• [Text under study]
□ □ □ □ □ □ □

HHs showed satisfaction with the care received in the PC centre, corroborating the findings of Arrazola-Vacas et al (2015) . It should be emphasized that when they were not treated by their family doctor, HHs perceived lack of empathy and considered that the encounter should be more personalised. Staff empathy, personalised treatment and communication with the doctor have been described as sources of satisfaction in PC users [50–52]. Besides, variables associated with quality of care are related with the health professional, information received, and trust in the doctor .
In addition, HHs felt that of all health professionals, only their family doctor/nurse listened to them, a perception also described in the qualitative study by Arman et al (2020) . According to the occupational health specialist, this feeling might respond to psychosocial aspects underpinning the health conditions of many HHs, which could partly explain why expectations were not met by the health services as a whole; as expressed by Arman et al, (2020; 777): "the combination of physical and mental health issues becomes a challenge in women's encounters with the health system".
People with moderate or high work-related stress use more frequently health services . Since the tourism sector has been identified as one of the most stressful working environments , HHs frequently consult health services with complex problems beyond musculoskeletal pain, but professionals tend to focus on the symptom without searching for the cause. Furthermore, some doctors attribute a psychosomatic origin to symptoms of musculoskeletal injuries in women, and fail to adequately treat the physical problem .

□ □ □ □ □ □ □

• [Supplied material]
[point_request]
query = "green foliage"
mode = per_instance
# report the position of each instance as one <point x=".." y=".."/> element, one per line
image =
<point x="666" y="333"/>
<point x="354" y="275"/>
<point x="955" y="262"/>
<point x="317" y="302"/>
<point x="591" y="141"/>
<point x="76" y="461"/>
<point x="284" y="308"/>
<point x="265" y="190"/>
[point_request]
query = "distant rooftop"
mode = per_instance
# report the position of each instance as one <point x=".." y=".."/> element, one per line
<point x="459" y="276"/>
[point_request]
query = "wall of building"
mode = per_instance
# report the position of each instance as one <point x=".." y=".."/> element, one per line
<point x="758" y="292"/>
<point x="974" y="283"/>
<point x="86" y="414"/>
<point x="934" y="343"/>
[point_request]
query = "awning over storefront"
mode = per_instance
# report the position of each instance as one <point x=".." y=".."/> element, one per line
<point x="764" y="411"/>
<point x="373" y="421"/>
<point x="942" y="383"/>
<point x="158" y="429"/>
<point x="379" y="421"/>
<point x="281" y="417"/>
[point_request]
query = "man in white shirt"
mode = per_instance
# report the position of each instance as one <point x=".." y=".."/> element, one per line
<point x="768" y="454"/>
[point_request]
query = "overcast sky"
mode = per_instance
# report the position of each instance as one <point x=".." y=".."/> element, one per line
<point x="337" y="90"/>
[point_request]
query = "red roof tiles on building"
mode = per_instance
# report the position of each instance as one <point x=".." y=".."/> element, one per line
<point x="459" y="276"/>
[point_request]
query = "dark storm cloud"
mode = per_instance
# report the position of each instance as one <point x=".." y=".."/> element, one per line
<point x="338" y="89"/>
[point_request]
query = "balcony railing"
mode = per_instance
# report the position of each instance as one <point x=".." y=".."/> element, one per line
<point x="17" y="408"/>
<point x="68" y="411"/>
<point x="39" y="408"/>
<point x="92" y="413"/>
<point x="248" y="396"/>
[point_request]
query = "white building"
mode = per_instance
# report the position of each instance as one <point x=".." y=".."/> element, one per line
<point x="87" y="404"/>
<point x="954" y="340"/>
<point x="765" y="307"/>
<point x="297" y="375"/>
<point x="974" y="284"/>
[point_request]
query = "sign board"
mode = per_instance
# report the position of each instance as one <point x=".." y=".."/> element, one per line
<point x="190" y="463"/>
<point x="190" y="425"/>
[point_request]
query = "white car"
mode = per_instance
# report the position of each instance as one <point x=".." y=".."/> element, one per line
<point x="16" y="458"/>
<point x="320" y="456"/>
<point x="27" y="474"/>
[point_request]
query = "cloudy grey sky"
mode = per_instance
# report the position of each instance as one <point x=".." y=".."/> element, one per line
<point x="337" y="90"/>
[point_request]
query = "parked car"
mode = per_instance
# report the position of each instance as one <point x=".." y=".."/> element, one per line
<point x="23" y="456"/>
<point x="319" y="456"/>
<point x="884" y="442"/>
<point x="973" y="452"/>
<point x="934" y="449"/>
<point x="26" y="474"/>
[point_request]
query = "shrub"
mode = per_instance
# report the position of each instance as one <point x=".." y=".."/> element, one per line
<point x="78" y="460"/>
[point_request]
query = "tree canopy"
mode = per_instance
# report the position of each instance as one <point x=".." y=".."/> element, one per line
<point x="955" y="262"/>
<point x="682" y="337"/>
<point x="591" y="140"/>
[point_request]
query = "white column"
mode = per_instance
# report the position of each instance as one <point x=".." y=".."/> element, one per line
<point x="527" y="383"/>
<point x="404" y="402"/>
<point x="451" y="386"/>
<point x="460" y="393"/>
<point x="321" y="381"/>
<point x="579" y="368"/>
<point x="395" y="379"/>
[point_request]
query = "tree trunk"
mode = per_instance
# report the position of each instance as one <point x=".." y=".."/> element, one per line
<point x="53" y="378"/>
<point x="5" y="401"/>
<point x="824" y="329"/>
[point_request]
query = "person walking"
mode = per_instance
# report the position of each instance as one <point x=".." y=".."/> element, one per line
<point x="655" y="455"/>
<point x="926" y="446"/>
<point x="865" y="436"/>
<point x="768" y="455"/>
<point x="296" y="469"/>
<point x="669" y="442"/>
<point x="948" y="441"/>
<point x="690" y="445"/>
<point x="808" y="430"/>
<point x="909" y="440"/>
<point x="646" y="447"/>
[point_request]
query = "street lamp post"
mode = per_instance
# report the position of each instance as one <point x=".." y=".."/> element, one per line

□ □ □ □ □ □ □

• [Parts of the exercise]
A: In the passage on HHs and health services, which sector is identified as one of the most stressful working environments?
B: Summarize the passage on HHs and health services in two sentences.
C: Continue the passage on HHs and health services from its last sentence.

• [Expected responses]
A: The tourism sector.

B: HHs were satisfied with care at the PC centre but perceived a lack of empathy when not treated by their family doctor, and they felt that only their family doctor or nurse listened to them. Because of work-related stress, HHs often bring complex problems beyond musculoskeletal pain, yet professionals tend to focus on the symptom without looking for the cause, and some doctors attribute a psychosomatic origin to women's musculoskeletal symptoms.

C:
Regarding limitations, we should mention the possible bias that results from family doctors selecting FG participants: (i) overrepresentation of the discourses of the HHs with more health problems, because they attend the health centre more regularly and (ii) overrepresentation of the discourses of the HHs with more job stability, since the family doctor may not know the temporary HHs. Recruitment of young HHs and HHs with a temporary contract was difficult, and thus their discourses are underrepresented. On the other hand, recruitment unrelated to the company or trade unions made them feel safer when explaining their health and occupational experiences. Limitations intrinsic to qualitative studies are weak external validity of results and limited capacity to measure stress incidence among HHs. However, qualitative methods plunge deeply into the explanations of the phenomena, obtain rich information and identify shared explanations of events and experiences.
This study is part of a larger project. The information collected and analysed here was used to design a descriptive study on working conditions, perceived health status and occupational risks with a representative sample of more than 1,000 HHs. The larger study should verify whether the perceptions and experiences expressed in the interviews and FG are shared by the larger community of HHs.
In conclusion, the work of HHs is considered physically demanding and is associated with specific health conditions, mainly MSD. Compared with other occupations, few studies address the perception and health problems of HHs. The results of this study underscore that HHs perceive a causal relationship between their occupation and their health issues (mainly MSD, anxiety and stress). When they feel unwell, HHs usually resort to medication and attend health services, which they consider mostly adequate.